> What the task requires
Copy every line of the records below where the word "blue" occurs.

Collected data:
>>
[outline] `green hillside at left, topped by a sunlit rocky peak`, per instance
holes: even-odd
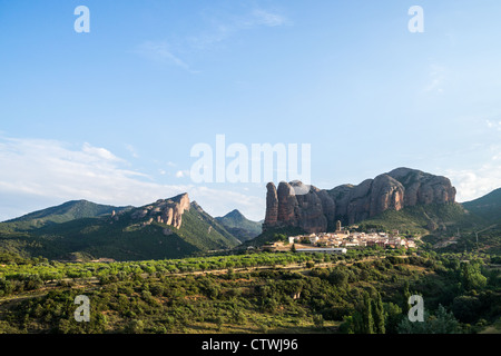
[[[8,229],[9,224],[2,228],[0,224],[0,250],[63,260],[139,260],[179,258],[239,244],[198,205],[188,200],[185,210],[179,210],[186,199],[187,195],[181,195],[115,215],[26,230]]]

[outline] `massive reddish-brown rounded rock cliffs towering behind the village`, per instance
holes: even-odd
[[[299,227],[307,233],[326,231],[336,220],[354,224],[387,209],[455,201],[455,188],[445,177],[397,168],[357,186],[332,190],[282,181],[267,186],[263,229]],[[301,191],[301,194],[298,194]]]

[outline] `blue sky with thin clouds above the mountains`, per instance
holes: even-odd
[[[320,188],[404,166],[480,197],[501,186],[500,14],[497,0],[0,0],[0,220],[183,191],[264,218],[265,181],[191,181],[191,147],[216,135],[310,144]]]

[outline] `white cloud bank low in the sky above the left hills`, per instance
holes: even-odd
[[[141,206],[188,192],[210,215],[235,208],[250,217],[264,212],[264,198],[195,185],[166,185],[141,172],[105,148],[80,148],[57,140],[0,136],[0,220],[68,200]],[[261,219],[261,218],[259,218]]]

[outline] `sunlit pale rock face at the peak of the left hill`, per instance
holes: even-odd
[[[134,211],[130,217],[135,220],[147,218],[148,225],[154,220],[159,224],[180,228],[183,214],[189,210],[188,195],[181,194],[170,199],[159,199],[155,204],[141,207]]]

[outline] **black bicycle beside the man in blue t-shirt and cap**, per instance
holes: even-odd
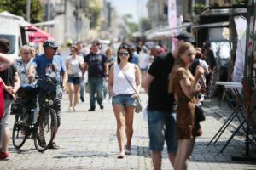
[[[38,80],[44,80],[47,82],[47,89],[49,86],[61,84],[55,82],[51,77],[36,77]],[[57,116],[53,106],[55,96],[45,91],[44,102],[40,105],[36,122],[33,122],[33,109],[35,106],[35,100],[38,94],[38,88],[32,85],[21,86],[18,92],[18,98],[15,105],[16,110],[12,111],[15,114],[15,123],[13,128],[13,144],[16,149],[20,149],[25,144],[26,139],[31,136],[34,140],[35,148],[39,152],[44,152],[49,148],[49,144],[52,143],[56,129],[57,129]],[[37,101],[37,100],[36,100]],[[15,113],[14,113],[15,112]],[[28,120],[26,120],[28,118]]]

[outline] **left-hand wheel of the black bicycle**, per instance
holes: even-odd
[[[20,149],[29,136],[29,125],[22,122],[22,118],[19,115],[15,115],[15,124],[13,127],[13,144],[16,149]]]

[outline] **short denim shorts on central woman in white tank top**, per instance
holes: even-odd
[[[131,98],[133,94],[118,94],[112,97],[112,105],[136,106],[137,100]]]

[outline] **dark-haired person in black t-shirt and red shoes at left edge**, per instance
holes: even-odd
[[[5,58],[4,54],[8,54],[10,49],[9,41],[3,38],[0,38],[0,58]],[[11,59],[5,59],[5,61]],[[10,107],[13,99],[15,99],[15,93],[20,88],[20,78],[18,72],[15,68],[15,65],[10,65],[7,69],[0,72],[0,80],[2,80],[4,88],[4,109],[3,109],[3,129],[0,129],[0,132],[3,132],[3,137],[0,138],[2,145],[0,146],[0,160],[6,159],[9,157],[8,145],[9,145],[9,114]]]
<<
> Answer below
[outline] `blue sky with thin clouds above the mountains`, per instance
[outline] **black bicycle beside the man in blue t-shirt and cap**, per instance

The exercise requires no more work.